Records excerpted from a collection
•••••

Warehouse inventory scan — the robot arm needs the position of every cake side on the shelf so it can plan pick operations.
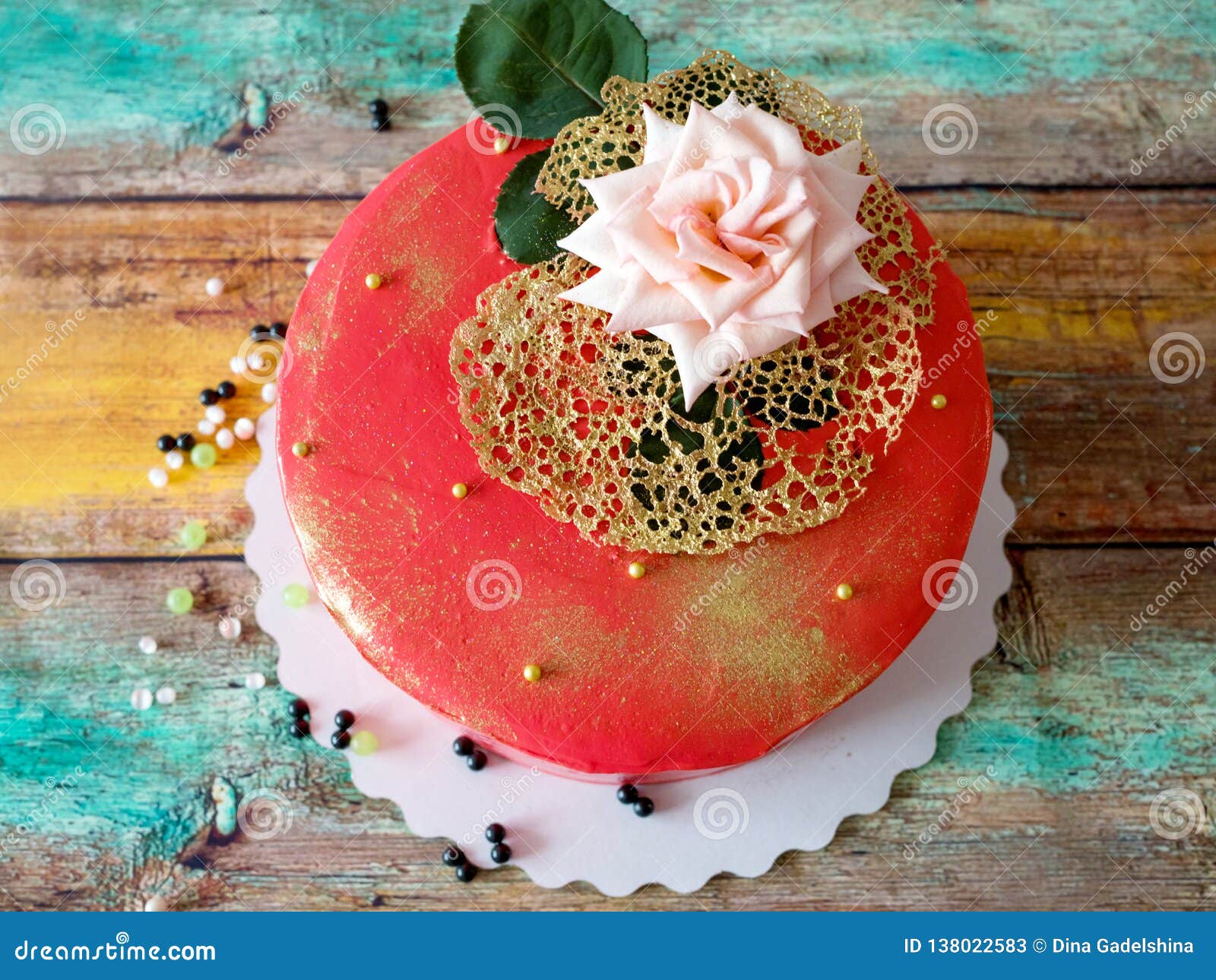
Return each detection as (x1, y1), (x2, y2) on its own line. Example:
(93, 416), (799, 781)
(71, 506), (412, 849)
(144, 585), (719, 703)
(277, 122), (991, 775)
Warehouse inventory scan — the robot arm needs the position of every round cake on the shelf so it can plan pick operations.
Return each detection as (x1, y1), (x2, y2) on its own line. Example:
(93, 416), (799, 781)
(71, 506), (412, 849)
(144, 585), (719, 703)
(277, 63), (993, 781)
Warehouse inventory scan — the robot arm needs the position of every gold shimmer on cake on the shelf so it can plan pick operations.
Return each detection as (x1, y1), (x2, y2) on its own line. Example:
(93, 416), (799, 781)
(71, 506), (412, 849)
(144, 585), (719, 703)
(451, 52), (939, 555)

•••••

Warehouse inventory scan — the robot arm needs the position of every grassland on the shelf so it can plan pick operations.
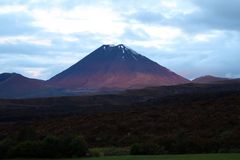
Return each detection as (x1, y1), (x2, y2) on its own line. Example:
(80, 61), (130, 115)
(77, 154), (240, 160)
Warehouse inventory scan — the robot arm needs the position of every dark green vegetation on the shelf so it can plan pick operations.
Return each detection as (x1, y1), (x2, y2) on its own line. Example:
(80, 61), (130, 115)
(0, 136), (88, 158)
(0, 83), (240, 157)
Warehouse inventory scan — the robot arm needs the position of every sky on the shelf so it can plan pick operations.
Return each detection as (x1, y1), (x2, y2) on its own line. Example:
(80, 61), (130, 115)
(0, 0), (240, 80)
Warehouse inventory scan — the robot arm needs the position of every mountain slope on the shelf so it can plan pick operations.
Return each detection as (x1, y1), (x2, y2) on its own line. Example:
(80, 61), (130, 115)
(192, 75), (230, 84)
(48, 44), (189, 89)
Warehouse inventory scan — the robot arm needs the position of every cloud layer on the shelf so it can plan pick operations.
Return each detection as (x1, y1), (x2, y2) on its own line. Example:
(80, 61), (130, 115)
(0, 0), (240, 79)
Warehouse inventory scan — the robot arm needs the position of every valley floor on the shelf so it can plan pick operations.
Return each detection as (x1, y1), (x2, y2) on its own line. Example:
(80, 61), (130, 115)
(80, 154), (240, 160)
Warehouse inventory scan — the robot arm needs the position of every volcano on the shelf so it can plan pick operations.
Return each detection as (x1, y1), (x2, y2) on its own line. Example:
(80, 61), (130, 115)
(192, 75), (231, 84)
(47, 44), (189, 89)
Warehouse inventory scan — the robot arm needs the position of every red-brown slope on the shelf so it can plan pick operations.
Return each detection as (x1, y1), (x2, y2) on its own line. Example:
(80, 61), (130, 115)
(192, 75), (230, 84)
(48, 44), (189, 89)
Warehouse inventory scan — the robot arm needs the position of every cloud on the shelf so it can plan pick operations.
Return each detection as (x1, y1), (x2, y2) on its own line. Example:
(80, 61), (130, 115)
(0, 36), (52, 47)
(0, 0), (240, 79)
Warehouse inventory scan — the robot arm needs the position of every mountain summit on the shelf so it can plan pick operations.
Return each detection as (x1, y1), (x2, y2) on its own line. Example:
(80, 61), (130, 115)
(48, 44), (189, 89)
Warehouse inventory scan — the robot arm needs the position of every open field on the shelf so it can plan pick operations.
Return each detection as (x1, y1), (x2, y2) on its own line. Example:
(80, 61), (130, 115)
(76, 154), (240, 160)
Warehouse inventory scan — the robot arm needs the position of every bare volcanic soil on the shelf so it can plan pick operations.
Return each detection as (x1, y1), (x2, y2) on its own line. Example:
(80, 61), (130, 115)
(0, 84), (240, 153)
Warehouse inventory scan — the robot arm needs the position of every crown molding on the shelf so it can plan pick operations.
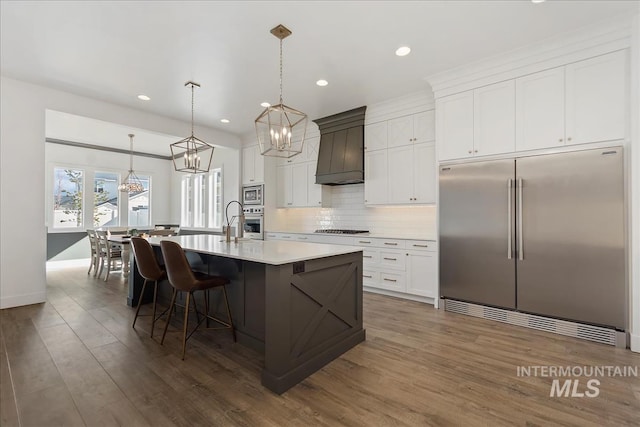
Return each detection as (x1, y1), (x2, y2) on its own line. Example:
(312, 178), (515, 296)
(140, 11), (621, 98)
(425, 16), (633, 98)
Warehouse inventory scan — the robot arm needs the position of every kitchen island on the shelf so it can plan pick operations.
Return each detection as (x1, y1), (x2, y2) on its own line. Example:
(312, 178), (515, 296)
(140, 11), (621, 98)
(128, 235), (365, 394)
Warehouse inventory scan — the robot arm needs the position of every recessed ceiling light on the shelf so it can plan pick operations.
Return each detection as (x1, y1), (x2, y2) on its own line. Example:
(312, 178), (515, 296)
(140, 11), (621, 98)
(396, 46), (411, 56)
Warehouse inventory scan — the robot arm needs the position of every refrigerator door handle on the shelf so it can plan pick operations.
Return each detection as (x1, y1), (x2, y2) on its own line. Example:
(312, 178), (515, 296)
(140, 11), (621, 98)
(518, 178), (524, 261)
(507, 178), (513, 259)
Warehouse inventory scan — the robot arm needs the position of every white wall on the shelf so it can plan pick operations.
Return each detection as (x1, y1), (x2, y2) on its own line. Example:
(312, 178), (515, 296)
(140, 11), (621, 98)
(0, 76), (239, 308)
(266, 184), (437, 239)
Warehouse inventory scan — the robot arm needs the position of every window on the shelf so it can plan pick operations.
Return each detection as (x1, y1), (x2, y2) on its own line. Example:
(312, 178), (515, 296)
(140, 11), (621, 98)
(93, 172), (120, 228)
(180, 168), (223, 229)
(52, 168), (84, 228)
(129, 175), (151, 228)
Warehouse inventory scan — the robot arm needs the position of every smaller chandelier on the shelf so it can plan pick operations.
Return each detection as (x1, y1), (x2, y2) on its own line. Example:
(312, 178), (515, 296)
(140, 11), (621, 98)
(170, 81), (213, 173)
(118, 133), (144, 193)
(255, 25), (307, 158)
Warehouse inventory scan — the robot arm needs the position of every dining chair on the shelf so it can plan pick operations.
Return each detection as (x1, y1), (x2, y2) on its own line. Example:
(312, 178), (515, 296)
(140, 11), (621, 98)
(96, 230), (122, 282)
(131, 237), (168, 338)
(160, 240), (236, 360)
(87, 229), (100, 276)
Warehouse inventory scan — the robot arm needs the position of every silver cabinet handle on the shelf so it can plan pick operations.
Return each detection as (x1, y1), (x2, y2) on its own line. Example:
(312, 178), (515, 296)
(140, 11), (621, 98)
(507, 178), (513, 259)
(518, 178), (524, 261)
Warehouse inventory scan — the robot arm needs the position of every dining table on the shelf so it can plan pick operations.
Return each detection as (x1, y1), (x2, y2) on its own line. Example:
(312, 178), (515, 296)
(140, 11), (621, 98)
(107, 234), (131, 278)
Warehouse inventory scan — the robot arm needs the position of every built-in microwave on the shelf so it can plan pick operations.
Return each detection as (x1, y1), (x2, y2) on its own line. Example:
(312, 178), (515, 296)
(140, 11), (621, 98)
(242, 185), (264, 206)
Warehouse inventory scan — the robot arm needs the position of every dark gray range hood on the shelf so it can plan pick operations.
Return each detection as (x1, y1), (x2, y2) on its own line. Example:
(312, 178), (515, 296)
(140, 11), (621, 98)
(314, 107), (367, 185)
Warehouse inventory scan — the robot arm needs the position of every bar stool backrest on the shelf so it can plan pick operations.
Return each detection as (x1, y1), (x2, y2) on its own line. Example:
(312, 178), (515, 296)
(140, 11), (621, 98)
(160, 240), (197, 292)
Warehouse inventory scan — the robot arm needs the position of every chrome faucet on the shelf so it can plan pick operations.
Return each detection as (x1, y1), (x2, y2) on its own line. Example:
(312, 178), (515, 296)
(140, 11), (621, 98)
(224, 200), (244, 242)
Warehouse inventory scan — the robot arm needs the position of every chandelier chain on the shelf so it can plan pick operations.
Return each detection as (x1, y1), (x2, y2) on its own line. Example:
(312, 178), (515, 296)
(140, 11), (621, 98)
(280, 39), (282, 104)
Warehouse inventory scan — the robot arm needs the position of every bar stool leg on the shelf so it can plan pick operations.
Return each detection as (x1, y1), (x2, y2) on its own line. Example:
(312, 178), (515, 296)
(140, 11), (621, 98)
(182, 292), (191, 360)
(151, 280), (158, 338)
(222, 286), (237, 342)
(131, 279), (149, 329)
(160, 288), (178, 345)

•••••

= Objective =
Starting with the line with "of every smaller" and going on through the line with "(255, 25), (307, 158)", give these lines again, switching "robot arm" to "robotic arm" and leaving all else unchanged.

= Written answer =
Warehouse inventory scan — the robotic arm needs the position of every smaller chandelier on the shelf so it can plan pick operations.
Return each detection as (x1, y1), (x2, y2) on its own line. Example:
(312, 178), (515, 296)
(140, 11), (621, 98)
(170, 81), (213, 173)
(118, 133), (144, 193)
(255, 25), (307, 158)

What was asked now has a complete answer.